==== RECORDS FOR PROCESSING

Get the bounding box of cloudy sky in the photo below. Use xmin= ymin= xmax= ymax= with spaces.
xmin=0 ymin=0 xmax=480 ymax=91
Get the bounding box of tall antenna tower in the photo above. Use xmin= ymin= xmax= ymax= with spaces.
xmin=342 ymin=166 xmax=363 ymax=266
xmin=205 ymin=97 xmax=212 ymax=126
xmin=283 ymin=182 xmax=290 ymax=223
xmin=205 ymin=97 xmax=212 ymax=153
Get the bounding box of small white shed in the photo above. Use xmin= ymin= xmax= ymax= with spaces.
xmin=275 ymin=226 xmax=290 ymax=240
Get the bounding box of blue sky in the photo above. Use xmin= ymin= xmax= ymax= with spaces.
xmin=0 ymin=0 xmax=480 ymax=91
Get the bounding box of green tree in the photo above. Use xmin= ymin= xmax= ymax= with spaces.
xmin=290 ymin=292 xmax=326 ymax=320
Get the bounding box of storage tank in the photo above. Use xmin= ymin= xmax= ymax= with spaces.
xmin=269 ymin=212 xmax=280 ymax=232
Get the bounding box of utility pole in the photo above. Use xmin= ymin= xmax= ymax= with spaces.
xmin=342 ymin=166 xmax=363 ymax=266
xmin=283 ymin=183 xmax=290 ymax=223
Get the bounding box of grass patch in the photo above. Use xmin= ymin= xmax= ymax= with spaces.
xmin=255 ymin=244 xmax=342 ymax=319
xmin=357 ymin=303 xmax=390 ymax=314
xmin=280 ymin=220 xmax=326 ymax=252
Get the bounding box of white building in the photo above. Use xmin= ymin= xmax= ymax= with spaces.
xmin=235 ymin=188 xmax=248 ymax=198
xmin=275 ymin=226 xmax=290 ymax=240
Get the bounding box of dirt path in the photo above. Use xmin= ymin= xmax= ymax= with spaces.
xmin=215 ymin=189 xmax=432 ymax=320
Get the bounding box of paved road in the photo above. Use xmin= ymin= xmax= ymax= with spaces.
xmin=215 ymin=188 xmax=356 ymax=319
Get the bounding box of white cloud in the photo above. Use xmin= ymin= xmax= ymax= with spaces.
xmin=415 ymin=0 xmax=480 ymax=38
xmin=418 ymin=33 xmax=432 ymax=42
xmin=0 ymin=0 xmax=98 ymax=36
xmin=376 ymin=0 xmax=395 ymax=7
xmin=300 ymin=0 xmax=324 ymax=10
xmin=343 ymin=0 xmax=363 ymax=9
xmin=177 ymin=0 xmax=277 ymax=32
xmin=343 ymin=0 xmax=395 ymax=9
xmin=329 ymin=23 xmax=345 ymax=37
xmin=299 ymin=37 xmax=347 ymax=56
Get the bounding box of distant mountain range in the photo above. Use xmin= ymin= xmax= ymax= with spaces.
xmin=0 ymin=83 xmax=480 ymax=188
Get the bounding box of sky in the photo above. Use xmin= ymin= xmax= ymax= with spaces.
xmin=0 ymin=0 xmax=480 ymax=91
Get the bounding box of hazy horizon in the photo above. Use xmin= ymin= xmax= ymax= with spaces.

========

WHAT IS NEEDED: Rewrite the material above as a numbered list, leaving out any blank lines.

EXERCISE OUTPUT:
1. Get the bounding box of cloudy sky in the photo below. Use xmin= ymin= xmax= ymax= with spaces.
2. xmin=0 ymin=0 xmax=480 ymax=91
3. Get the bounding box of tall antenna tower in the photo above. Use xmin= ymin= xmax= ymax= with spaces.
4. xmin=342 ymin=166 xmax=363 ymax=266
5. xmin=205 ymin=97 xmax=212 ymax=126
6. xmin=283 ymin=182 xmax=290 ymax=223
7. xmin=205 ymin=97 xmax=212 ymax=153
8. Get the bounding box of small white shed in the photo above. Use xmin= ymin= xmax= ymax= with spaces.
9. xmin=275 ymin=226 xmax=290 ymax=240
10. Get the bounding box of blue sky in the photo above. Use xmin= ymin= xmax= ymax= with spaces.
11. xmin=0 ymin=0 xmax=480 ymax=91
12. Get the bounding box of green tree in the photo above. Use xmin= ymin= xmax= ymax= with spaces.
13. xmin=290 ymin=292 xmax=326 ymax=320
14. Get the bounding box of storage tank in the photo above. Use xmin= ymin= xmax= ymax= with spaces.
15. xmin=269 ymin=212 xmax=280 ymax=232
16. Get the bounding box of utility pole in the photo above. Use xmin= ymin= xmax= ymax= with spaces.
17. xmin=342 ymin=166 xmax=363 ymax=266
18. xmin=283 ymin=183 xmax=290 ymax=223
19. Get the bounding box of grass patch in the photo above. Use xmin= ymin= xmax= ymax= with spaces.
20. xmin=255 ymin=244 xmax=342 ymax=319
21. xmin=357 ymin=303 xmax=390 ymax=314
22. xmin=280 ymin=220 xmax=326 ymax=252
23. Get the bounding box of white building in the photo above. Use xmin= ymin= xmax= ymax= with spaces.
24. xmin=235 ymin=188 xmax=248 ymax=198
25. xmin=275 ymin=226 xmax=290 ymax=240
26. Get the bounding box of dirt path in the photo above. Use xmin= ymin= xmax= ymax= with spaces.
27. xmin=215 ymin=189 xmax=432 ymax=320
28. Get the bounding box of paved road in the photo above. Use xmin= ymin= xmax= ymax= with spaces.
29. xmin=215 ymin=188 xmax=356 ymax=319
30. Get the bounding box of white cloud in the photo above. Use xmin= ymin= xmax= ymax= with spaces.
31. xmin=415 ymin=0 xmax=480 ymax=38
32. xmin=418 ymin=33 xmax=432 ymax=42
33. xmin=0 ymin=0 xmax=98 ymax=36
34. xmin=376 ymin=0 xmax=395 ymax=7
35. xmin=300 ymin=0 xmax=324 ymax=10
36. xmin=343 ymin=0 xmax=363 ymax=9
37. xmin=177 ymin=0 xmax=277 ymax=32
38. xmin=343 ymin=0 xmax=395 ymax=9
39. xmin=329 ymin=23 xmax=345 ymax=37
40. xmin=299 ymin=37 xmax=347 ymax=56
41. Get the bounding box of distant mountain range in the photo above. Use xmin= ymin= xmax= ymax= with spaces.
42. xmin=0 ymin=83 xmax=480 ymax=188
43. Get the bounding box of sky in the photo above. Use xmin= ymin= xmax= ymax= with spaces.
44. xmin=0 ymin=0 xmax=480 ymax=91
45. Get the bounding box of hazy horizon in the photo above. Use xmin= ymin= xmax= ymax= with spaces.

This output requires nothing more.